■ Potongan Dokumen

★ ★ ★

Siapa sebenarnya Morteza? Apa motifnya membuat konten tersebut? Dan apa akibat hukum yang dihadapinya? Artikel ini akan membahas secara lengkap dan mendalam tentang kasus Morteza, TikToker yang menghina agama Kristen.

Profil Morteza

Morteza adalah nama akun TikTok milik Fikri Murtadha, seorang pria berusia 28 tahun asal Deli Serdang, Sumatera Utara. Ia merupakan seorang konten kreator yang aktif membuat video-video lucu, kocak, dan nyeleneh di TikTok. Akunnya memiliki lebih dari 300 ribu pengikut dan 2 juta suka.

Menurut keterangan polisi, Fikri adalah seorang lulusan SMA yang tidak memiliki pekerjaan tetap. Ia tinggal bersama ibunya di sebuah rumah kontrakan di Deli Serdang. Ia mengaku membuat konten TikTok sebagai hobi dan sumber penghasilan.

Fikri mengaku bahwa ia telah membuat akun TikTok sejak tahun 2019. Ia mengklaim bahwa ia tidak memiliki niat buruk untuk menyerang atau menistakan agama tertentu. Ia mengatakan bahwa konten-kontennya hanya sebatas guyonan dan hiburan semata.

★ ★ ★

■ Bahan yang Disediakan

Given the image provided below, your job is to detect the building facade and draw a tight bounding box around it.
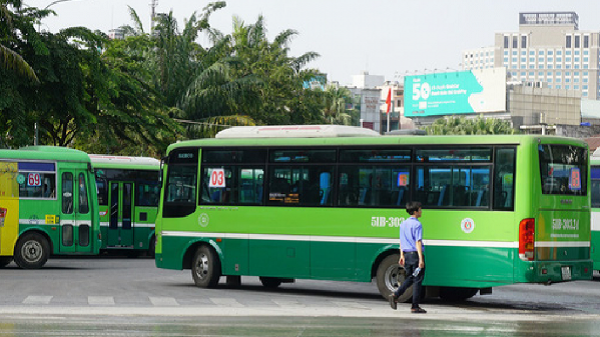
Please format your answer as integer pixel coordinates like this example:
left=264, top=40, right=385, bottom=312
left=460, top=47, right=496, bottom=70
left=494, top=12, right=600, bottom=100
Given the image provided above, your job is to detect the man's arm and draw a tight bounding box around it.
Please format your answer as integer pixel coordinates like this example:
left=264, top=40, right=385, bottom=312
left=417, top=240, right=425, bottom=268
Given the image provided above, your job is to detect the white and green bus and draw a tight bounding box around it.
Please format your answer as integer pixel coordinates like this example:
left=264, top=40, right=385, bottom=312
left=590, top=149, right=600, bottom=276
left=90, top=154, right=160, bottom=256
left=156, top=126, right=592, bottom=300
left=0, top=146, right=101, bottom=269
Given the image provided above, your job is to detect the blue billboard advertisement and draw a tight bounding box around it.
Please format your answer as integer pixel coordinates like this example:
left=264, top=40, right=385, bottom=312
left=404, top=68, right=506, bottom=117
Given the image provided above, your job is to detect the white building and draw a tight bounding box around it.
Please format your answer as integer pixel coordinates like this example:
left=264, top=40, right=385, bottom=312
left=352, top=71, right=385, bottom=89
left=460, top=47, right=495, bottom=70
left=494, top=12, right=600, bottom=100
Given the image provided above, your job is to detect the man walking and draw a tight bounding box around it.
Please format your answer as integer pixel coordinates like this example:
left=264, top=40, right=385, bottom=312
left=389, top=201, right=427, bottom=314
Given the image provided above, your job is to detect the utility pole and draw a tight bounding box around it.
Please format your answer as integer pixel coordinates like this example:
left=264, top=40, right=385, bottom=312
left=150, top=0, right=158, bottom=34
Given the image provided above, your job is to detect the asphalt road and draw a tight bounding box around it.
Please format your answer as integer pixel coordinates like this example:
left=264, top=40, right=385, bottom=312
left=0, top=257, right=600, bottom=336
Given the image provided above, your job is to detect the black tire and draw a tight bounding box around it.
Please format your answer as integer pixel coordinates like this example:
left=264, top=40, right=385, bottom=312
left=0, top=256, right=12, bottom=268
left=440, top=287, right=479, bottom=302
left=259, top=277, right=282, bottom=289
left=14, top=233, right=50, bottom=269
left=225, top=275, right=242, bottom=288
left=376, top=254, right=412, bottom=302
left=192, top=246, right=221, bottom=288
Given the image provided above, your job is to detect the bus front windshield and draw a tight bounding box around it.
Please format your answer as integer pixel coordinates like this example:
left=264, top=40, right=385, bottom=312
left=538, top=144, right=588, bottom=195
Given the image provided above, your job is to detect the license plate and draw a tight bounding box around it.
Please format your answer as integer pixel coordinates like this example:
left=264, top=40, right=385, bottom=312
left=560, top=267, right=571, bottom=281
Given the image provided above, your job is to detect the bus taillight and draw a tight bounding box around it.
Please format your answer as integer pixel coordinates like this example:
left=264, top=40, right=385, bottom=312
left=0, top=207, right=7, bottom=227
left=519, top=219, right=535, bottom=261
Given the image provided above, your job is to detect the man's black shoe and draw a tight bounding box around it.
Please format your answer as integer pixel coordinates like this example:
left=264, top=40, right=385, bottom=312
left=410, top=307, right=427, bottom=314
left=388, top=293, right=398, bottom=310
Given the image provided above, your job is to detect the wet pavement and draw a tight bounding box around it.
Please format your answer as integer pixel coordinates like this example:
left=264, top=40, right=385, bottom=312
left=0, top=315, right=600, bottom=337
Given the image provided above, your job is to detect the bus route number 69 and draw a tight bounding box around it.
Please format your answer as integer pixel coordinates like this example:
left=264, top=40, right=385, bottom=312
left=208, top=168, right=225, bottom=187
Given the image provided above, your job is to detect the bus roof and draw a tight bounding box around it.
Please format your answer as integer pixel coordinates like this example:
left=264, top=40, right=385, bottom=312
left=89, top=154, right=160, bottom=170
left=215, top=125, right=380, bottom=138
left=167, top=135, right=587, bottom=152
left=0, top=145, right=90, bottom=163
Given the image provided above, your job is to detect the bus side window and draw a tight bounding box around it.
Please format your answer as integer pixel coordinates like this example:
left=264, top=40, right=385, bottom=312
left=494, top=148, right=515, bottom=209
left=62, top=172, right=73, bottom=214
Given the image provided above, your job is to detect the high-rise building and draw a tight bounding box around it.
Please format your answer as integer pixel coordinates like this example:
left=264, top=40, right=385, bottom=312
left=492, top=12, right=600, bottom=100
left=460, top=47, right=495, bottom=70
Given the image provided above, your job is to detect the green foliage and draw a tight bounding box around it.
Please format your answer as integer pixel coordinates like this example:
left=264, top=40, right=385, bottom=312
left=426, top=115, right=517, bottom=135
left=0, top=0, right=346, bottom=156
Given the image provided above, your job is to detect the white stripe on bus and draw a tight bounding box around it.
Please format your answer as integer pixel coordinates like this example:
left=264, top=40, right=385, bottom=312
left=100, top=222, right=154, bottom=228
left=19, top=219, right=92, bottom=227
left=535, top=241, right=590, bottom=248
left=162, top=231, right=519, bottom=248
left=592, top=212, right=600, bottom=231
left=162, top=231, right=590, bottom=248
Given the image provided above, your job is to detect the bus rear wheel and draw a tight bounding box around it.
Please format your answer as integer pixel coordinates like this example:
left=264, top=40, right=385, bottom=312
left=440, top=287, right=479, bottom=301
left=0, top=256, right=12, bottom=268
left=14, top=233, right=50, bottom=269
left=375, top=254, right=412, bottom=302
left=192, top=246, right=221, bottom=288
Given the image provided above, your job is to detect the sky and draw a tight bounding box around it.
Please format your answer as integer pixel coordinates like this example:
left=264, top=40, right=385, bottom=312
left=25, top=0, right=600, bottom=85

★ ★ ★

Tuliskan kembali secara persis bagian teks tentang Morteza di atas, dimulai dari "Morteza adalah nama" dan berlanjut sampai "dan sumber penghasilan.".

Morteza adalah nama akun TikTok milik Fikri Murtadha, seorang pria berusia 28 tahun asal Deli Serdang, Sumatera Utara. Ia merupakan seorang konten kreator yang aktif membuat video-video lucu, kocak, dan nyeleneh di TikTok. Akunnya memiliki lebih dari 300 ribu pengikut dan 2 juta suka.

Menurut keterangan polisi, Fikri adalah seorang lulusan SMA yang tidak memiliki pekerjaan tetap. Ia tinggal bersama ibunya di sebuah rumah kontrakan di Deli Serdang. Ia mengaku membuat konten TikTok sebagai hobi dan sumber penghasilan.